▶ _Work instructions_:
Which lines of the records below contain the word "drainpipe"? Copy each of them out.

────────────────────────────────────────

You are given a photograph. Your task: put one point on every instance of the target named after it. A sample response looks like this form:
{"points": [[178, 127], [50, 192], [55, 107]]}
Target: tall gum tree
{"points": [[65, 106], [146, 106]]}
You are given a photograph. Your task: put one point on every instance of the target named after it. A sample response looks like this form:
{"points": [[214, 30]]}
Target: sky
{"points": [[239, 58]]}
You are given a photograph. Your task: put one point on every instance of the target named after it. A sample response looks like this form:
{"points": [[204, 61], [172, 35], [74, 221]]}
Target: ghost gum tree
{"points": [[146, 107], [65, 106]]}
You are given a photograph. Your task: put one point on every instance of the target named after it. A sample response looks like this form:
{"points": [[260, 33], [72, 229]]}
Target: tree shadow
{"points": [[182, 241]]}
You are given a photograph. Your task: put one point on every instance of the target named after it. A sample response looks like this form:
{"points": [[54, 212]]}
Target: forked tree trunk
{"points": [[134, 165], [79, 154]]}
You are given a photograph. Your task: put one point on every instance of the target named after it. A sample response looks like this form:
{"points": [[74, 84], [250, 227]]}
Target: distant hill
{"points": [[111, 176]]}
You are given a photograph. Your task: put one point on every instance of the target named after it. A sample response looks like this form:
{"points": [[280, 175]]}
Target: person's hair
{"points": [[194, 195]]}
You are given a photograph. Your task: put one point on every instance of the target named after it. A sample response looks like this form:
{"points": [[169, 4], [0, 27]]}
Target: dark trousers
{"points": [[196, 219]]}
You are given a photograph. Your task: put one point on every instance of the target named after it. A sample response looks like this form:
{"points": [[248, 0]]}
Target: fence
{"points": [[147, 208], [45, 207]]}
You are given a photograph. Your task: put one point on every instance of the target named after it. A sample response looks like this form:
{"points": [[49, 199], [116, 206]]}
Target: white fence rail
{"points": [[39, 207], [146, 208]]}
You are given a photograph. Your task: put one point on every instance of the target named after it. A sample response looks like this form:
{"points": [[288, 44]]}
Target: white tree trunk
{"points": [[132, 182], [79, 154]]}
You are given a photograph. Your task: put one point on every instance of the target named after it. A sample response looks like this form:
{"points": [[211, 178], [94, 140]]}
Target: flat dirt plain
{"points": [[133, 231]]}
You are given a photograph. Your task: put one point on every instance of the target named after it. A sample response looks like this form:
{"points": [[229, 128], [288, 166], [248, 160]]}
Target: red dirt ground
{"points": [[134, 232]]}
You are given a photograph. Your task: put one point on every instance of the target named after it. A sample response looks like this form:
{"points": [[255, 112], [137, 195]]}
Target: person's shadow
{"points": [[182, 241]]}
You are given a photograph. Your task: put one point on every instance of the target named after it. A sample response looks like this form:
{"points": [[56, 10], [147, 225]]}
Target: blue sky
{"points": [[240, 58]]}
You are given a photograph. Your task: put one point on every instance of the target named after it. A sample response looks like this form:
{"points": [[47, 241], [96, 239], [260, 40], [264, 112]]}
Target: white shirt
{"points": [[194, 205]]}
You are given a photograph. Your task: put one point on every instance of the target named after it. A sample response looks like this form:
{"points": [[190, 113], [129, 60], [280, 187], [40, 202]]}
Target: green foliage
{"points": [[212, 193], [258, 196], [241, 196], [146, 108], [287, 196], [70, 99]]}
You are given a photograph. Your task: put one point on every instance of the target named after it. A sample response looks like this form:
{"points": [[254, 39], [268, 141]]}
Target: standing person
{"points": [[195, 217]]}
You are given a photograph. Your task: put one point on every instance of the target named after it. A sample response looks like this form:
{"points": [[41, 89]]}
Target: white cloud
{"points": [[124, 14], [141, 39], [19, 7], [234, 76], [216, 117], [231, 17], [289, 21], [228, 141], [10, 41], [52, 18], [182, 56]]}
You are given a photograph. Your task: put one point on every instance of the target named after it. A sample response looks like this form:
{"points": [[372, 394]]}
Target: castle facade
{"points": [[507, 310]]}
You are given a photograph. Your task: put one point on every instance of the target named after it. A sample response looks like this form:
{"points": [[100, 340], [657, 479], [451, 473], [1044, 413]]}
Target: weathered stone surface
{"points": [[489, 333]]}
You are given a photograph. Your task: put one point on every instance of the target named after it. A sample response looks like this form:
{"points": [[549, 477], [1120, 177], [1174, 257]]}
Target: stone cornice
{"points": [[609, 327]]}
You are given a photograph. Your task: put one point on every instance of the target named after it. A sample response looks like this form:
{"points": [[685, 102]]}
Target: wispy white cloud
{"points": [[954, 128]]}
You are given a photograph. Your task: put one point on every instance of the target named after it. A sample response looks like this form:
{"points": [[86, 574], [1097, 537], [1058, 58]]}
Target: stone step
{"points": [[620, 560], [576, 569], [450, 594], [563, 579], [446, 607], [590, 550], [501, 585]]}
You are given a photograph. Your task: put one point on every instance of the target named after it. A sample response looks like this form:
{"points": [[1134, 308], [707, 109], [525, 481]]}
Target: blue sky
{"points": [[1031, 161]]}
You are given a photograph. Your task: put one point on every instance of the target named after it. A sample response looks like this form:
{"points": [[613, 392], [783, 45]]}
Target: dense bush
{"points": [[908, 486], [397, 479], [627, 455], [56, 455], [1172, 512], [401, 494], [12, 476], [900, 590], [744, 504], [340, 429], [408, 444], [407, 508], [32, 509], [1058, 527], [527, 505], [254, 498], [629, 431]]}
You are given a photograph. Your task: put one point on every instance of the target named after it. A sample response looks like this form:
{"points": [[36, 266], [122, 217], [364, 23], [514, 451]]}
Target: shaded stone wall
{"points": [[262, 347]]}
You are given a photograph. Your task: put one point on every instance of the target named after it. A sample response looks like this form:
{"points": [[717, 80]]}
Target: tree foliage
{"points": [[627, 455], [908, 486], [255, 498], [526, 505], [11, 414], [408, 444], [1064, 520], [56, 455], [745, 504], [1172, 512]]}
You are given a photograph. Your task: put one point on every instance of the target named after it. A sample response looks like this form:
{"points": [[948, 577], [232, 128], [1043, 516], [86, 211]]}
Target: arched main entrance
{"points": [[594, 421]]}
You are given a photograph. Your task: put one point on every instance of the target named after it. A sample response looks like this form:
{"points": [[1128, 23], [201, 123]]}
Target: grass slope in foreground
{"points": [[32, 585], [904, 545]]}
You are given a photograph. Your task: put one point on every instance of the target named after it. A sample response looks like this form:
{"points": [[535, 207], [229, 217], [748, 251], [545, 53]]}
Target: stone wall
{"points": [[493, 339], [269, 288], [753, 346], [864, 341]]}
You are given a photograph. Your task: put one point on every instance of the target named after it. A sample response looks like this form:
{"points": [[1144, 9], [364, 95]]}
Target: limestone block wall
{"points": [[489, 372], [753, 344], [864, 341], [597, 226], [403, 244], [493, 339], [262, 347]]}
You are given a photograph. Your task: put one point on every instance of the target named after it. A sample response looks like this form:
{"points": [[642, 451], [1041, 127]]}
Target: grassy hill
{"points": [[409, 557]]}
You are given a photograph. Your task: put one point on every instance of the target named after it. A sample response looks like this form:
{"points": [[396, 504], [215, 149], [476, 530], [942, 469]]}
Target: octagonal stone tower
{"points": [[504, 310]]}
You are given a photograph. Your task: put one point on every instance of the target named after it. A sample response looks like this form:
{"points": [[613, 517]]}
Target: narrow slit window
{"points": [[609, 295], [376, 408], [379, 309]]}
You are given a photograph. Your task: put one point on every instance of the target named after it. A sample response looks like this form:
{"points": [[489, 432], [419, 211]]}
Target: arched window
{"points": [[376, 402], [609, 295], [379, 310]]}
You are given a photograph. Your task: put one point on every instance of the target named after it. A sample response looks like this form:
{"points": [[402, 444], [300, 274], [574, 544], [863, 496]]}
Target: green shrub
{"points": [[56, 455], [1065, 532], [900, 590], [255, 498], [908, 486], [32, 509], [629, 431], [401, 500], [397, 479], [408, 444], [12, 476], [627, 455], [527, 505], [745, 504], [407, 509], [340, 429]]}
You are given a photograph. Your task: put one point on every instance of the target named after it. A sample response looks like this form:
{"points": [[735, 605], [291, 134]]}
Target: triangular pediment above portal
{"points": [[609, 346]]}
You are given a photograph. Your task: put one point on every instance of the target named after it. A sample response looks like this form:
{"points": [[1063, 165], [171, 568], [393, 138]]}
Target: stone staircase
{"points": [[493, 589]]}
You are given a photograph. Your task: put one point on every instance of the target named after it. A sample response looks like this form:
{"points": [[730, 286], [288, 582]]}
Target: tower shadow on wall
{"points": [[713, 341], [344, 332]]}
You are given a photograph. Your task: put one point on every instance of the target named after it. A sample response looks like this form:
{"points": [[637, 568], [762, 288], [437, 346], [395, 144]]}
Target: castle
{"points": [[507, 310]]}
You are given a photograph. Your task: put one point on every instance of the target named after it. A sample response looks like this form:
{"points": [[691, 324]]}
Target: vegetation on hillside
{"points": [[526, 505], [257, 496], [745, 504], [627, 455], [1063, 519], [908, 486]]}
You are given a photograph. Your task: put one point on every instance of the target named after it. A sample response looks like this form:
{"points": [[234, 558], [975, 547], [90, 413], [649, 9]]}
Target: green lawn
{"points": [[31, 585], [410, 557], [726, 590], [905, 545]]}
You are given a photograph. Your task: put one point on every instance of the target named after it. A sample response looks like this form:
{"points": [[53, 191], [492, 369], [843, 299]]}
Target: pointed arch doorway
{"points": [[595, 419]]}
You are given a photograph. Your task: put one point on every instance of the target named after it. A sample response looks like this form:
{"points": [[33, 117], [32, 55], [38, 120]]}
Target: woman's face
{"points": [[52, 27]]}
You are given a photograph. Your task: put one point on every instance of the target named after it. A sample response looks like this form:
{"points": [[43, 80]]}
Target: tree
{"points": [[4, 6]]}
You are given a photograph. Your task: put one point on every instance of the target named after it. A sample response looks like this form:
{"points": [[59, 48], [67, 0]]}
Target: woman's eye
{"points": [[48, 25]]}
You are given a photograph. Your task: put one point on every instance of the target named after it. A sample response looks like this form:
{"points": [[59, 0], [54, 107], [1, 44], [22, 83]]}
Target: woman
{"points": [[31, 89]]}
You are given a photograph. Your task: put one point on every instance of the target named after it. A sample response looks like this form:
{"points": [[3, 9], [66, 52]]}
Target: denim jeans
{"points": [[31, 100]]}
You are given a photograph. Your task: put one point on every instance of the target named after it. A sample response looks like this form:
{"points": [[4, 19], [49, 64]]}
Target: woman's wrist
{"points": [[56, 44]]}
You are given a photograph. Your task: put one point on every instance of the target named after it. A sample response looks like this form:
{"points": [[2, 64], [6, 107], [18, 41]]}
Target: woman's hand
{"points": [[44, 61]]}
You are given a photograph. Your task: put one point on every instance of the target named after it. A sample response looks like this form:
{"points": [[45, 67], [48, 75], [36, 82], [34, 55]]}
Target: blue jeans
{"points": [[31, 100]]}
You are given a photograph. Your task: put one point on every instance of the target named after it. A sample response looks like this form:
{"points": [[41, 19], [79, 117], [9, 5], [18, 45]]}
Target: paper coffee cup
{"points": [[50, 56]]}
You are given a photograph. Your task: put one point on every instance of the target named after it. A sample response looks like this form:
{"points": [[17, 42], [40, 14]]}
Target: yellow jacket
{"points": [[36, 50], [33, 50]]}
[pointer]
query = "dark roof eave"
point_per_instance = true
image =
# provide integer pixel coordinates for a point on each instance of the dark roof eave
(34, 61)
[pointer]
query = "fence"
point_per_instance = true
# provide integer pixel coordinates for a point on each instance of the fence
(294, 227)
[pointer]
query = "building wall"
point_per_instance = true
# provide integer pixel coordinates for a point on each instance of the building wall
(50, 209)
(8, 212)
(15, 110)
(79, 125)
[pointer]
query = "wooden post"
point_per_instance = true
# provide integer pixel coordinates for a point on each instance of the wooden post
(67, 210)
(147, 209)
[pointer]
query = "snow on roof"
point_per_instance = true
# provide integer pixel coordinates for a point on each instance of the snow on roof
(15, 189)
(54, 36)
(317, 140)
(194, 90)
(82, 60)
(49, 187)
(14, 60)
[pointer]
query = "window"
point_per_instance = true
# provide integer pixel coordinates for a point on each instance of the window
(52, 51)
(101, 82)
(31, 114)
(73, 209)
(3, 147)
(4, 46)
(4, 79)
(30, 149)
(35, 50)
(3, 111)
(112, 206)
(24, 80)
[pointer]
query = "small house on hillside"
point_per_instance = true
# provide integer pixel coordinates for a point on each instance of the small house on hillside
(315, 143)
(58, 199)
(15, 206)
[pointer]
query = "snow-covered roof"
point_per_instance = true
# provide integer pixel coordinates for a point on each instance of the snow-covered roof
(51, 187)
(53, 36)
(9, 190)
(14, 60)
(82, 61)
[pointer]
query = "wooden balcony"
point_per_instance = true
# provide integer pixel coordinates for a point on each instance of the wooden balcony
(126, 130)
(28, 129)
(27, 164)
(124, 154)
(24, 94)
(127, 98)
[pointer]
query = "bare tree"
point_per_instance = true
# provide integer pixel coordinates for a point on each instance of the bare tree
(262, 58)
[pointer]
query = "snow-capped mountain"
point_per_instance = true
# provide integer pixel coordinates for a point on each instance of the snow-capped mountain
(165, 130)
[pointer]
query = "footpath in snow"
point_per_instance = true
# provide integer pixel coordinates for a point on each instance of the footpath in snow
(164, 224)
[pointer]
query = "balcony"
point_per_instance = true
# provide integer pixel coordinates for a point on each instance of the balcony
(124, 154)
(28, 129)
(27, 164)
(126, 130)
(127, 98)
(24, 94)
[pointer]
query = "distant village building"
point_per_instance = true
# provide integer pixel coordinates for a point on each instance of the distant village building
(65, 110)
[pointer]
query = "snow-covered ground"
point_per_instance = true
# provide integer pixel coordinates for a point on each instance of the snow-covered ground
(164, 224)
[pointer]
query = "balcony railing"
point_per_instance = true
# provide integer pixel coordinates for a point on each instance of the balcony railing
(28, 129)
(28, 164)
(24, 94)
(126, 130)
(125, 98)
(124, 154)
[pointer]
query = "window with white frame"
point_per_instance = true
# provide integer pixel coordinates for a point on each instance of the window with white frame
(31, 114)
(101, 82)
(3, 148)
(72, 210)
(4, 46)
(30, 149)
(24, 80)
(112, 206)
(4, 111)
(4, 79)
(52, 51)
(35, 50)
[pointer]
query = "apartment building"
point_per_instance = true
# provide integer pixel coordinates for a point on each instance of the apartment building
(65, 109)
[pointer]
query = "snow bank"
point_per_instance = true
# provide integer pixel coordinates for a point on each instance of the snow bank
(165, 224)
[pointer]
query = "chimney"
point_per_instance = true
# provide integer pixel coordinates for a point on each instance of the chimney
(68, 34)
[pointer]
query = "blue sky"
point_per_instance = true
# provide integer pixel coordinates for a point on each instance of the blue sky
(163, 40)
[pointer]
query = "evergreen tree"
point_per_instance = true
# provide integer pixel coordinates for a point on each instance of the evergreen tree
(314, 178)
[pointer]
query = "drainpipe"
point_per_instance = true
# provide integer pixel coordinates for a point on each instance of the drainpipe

────────────────────────────────────────

▶ _Result_:
query = "drainpipe"
# provide integer pixel coordinates for a point on each instance of the drainpipe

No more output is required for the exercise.